[jira] Commented: (LUCENE-140) docs out of order

classic Classic list List threaded Threaded
1 message Options
Reply | Threaded
Open this post in threaded view
|

[jira] Commented: (LUCENE-140) docs out of order

JIRA jira@apache.org

    [ https://issues.apache.org/jira/browse/LUCENE-140?page=com.atlassian.jira.plugin.system.issuetabpanels:comment-tabpanel#action_12463524 ]

Michael McCandless commented on LUCENE-140:
-------------------------------------------

OK from that indexing-failure.log (thanks Jed!) I can see that indeed
there are segments whose maxDoc() is much smaller than
deleteDocs.count().  This then leads to negative doc numbers on
merging these segments.

Jed when you say "there are old files (_*.cfs & _*.del) in this
directory with updated timestamps that are months old" what do you
mean by "with updated timestamps"?  Which timestamp is months old and
which one is updated?

OK, assuming Jed you are indeed sending "create=false" when creating
the Directory and then passing that directory to IndexWriter with
create=true, I think we now have this case fully explained (thanks
Doron): your old _*.del files are being incorrectly opened & re-used
by Lucene, when they should not be.

Lucene (all released versions but not the trunk version, see below)
does a simple fileExists("_XXX.del") call to determine if a segment
XXX has deletes.

But when that _XXX.del is a leftover from a previous index, it very
likely doesn't "match" the newly created _XXX segment.  (Especially if
merge factor has changed but also if order of operations has changed,
which I would expect in this use case).

If that file exists, Lucene assumes it's for this segment and so opens
it and uses it.  If it happens that this _XXX.del file has more
documents in it than the newly created _XXX.cfs segment, then negative
doc numbers will result (and then later cause the "docs out of order"
exception).  If it happens that the _XXX.del file has fewer documents
than the newly created _XXX.cfs segment then you'll hit
ArrayIndexOutOfBounds exceptions in calls to isDeleted(...).  If they
are exactly equal then you'd randomly see some of your docs got
deleted.

GIVEN DATA.
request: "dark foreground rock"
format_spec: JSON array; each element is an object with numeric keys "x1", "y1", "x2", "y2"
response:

TASK. According to the Lucene issue comment, how do released versions of Lucene determine whether a segment XXX has deletes? The data above is separate from the Lucene issue comment.

SOLUTION TO THE EXERCISE. They make a simple fileExists("_XXX.del") call.